━━ Material to process ━━

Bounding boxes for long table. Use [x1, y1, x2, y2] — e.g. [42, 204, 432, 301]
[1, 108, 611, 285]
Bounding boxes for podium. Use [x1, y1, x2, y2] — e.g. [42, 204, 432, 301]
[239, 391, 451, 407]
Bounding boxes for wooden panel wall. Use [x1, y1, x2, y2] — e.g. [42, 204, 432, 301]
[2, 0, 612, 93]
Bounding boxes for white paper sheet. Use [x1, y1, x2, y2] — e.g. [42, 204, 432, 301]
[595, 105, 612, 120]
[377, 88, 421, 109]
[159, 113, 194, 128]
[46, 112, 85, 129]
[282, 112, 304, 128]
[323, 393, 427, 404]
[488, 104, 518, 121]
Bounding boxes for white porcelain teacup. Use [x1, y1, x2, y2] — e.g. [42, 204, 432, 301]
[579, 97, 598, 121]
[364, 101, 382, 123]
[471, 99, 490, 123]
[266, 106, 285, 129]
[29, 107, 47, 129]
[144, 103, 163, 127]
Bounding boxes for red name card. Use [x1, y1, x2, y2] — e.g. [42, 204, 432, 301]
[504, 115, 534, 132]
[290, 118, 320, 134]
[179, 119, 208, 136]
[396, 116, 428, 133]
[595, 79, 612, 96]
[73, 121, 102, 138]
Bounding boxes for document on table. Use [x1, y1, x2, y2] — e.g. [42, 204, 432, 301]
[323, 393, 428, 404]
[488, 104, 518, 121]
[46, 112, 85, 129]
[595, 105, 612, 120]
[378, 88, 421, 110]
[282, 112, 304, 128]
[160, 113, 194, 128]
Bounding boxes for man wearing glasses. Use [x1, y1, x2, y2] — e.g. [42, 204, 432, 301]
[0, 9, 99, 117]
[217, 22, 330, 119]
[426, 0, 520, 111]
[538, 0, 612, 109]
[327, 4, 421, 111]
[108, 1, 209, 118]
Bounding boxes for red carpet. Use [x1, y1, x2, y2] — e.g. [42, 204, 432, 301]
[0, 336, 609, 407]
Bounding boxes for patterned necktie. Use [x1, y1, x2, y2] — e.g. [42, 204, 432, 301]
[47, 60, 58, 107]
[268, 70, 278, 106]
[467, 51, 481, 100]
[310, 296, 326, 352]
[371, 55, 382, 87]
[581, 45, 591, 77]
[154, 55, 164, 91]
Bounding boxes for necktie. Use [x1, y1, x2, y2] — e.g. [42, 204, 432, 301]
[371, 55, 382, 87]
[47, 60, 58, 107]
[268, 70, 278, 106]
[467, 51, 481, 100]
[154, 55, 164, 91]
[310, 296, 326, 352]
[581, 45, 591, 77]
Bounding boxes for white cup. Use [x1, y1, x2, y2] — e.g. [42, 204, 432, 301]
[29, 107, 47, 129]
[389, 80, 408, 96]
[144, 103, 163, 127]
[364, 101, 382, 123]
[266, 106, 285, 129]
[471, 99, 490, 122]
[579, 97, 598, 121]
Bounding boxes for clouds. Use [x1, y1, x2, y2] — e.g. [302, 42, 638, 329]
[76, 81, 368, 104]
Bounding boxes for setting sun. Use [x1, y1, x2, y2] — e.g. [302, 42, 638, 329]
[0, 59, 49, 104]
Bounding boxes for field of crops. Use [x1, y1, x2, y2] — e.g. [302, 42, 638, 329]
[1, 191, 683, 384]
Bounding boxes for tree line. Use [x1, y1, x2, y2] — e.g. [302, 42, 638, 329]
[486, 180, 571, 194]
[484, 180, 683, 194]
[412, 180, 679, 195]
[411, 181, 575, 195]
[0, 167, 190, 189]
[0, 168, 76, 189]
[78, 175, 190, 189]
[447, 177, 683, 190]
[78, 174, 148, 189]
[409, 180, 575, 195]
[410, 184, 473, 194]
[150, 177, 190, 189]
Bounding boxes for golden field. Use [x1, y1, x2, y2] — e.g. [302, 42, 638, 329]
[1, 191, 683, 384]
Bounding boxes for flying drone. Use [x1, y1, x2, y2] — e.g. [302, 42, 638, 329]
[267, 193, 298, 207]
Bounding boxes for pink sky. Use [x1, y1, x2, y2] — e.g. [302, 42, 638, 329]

━━━

Task details:
Every line in the material must be retyped exactly, with none omitted.

Output:
Bounding boxes for long table. Use [x1, y1, x2, y2] — e.g. [42, 204, 432, 301]
[1, 108, 611, 285]
Bounding boxes for podium. Use [x1, y1, x2, y2] — e.g. [42, 204, 432, 301]
[239, 391, 451, 407]
Bounding boxes for wooden panel wall. Use [x1, y1, x2, y2] — e.g. [42, 204, 432, 301]
[2, 0, 612, 93]
Bounding boxes for white paper sheet. Use [x1, y1, x2, y2] — e.g. [42, 204, 432, 301]
[595, 105, 612, 120]
[377, 88, 421, 109]
[159, 113, 194, 128]
[46, 112, 85, 129]
[282, 112, 304, 128]
[323, 393, 427, 404]
[488, 104, 518, 121]
Bounding boxes for white porcelain teacup. Use [x1, y1, x2, y2] — e.g. [42, 204, 432, 301]
[579, 97, 598, 121]
[364, 101, 382, 123]
[471, 99, 490, 123]
[266, 106, 285, 129]
[29, 107, 47, 129]
[144, 103, 163, 127]
Bounding boxes for red name card. Use [x1, y1, x2, y2] — e.g. [42, 204, 432, 301]
[504, 115, 534, 132]
[290, 118, 320, 134]
[179, 119, 208, 136]
[396, 116, 428, 133]
[595, 79, 612, 96]
[73, 121, 102, 138]
Bounding boxes for document on table. Use [x1, y1, x2, y2] — e.g. [42, 204, 432, 301]
[323, 393, 428, 404]
[488, 104, 518, 121]
[46, 112, 85, 129]
[595, 105, 612, 120]
[378, 88, 421, 110]
[282, 112, 304, 128]
[160, 113, 194, 128]
Bounding boxes for man wearing glasses. Use [x1, y1, x2, y2] — e.g. [42, 204, 432, 301]
[0, 9, 99, 117]
[217, 22, 330, 119]
[426, 0, 520, 111]
[538, 0, 612, 109]
[327, 4, 421, 111]
[108, 1, 209, 118]
Bounding boxes for red carpet. Use [x1, y1, x2, y2] — e.g. [42, 204, 432, 301]
[0, 336, 609, 407]
Bounding boxes for patterned necktie. Use [x1, y1, x2, y2] — e.g. [42, 204, 432, 301]
[47, 60, 58, 107]
[268, 70, 278, 106]
[467, 51, 481, 100]
[310, 296, 326, 352]
[371, 55, 382, 87]
[581, 45, 591, 77]
[154, 55, 164, 91]
Bounding boxes for necktie. Use [x1, y1, x2, y2] — e.g. [42, 204, 432, 301]
[371, 55, 382, 87]
[47, 60, 58, 107]
[268, 70, 278, 106]
[467, 51, 481, 100]
[154, 55, 164, 91]
[310, 296, 326, 352]
[581, 45, 591, 77]
Bounding boxes for white cup. Use [x1, y1, x2, y2] — e.g. [42, 204, 432, 301]
[29, 107, 47, 129]
[389, 80, 408, 96]
[144, 103, 163, 127]
[364, 101, 382, 123]
[266, 106, 285, 129]
[471, 99, 490, 122]
[579, 97, 598, 121]
Bounding boxes for clouds. Use [x1, y1, x2, y2] — e.g. [302, 42, 638, 329]
[76, 81, 368, 104]
Bounding boxes for setting sun. Use [x1, y1, x2, y2] — e.g. [302, 42, 638, 329]
[0, 59, 49, 104]
Bounding boxes for field of crops. Use [x1, y1, x2, y2] — e.g. [302, 42, 638, 329]
[1, 191, 683, 384]
Bounding boxes for tree line. Use [x1, y1, x2, y2] — e.g. [302, 42, 638, 329]
[486, 180, 571, 194]
[484, 180, 683, 194]
[412, 180, 679, 195]
[411, 181, 575, 195]
[0, 167, 190, 189]
[0, 168, 76, 189]
[78, 175, 190, 189]
[447, 177, 683, 190]
[78, 174, 148, 189]
[409, 180, 575, 195]
[410, 184, 473, 194]
[150, 177, 190, 189]
Bounding boxes for golden field. Use [x1, y1, x2, y2] — e.g. [302, 42, 638, 329]
[1, 191, 683, 384]
Bounding boxes for flying drone. Use [x1, y1, x2, y2] — e.g. [302, 42, 638, 329]
[267, 193, 298, 207]
Bounding boxes for pink sky. Use [x1, y1, x2, y2] — e.g. [302, 42, 638, 329]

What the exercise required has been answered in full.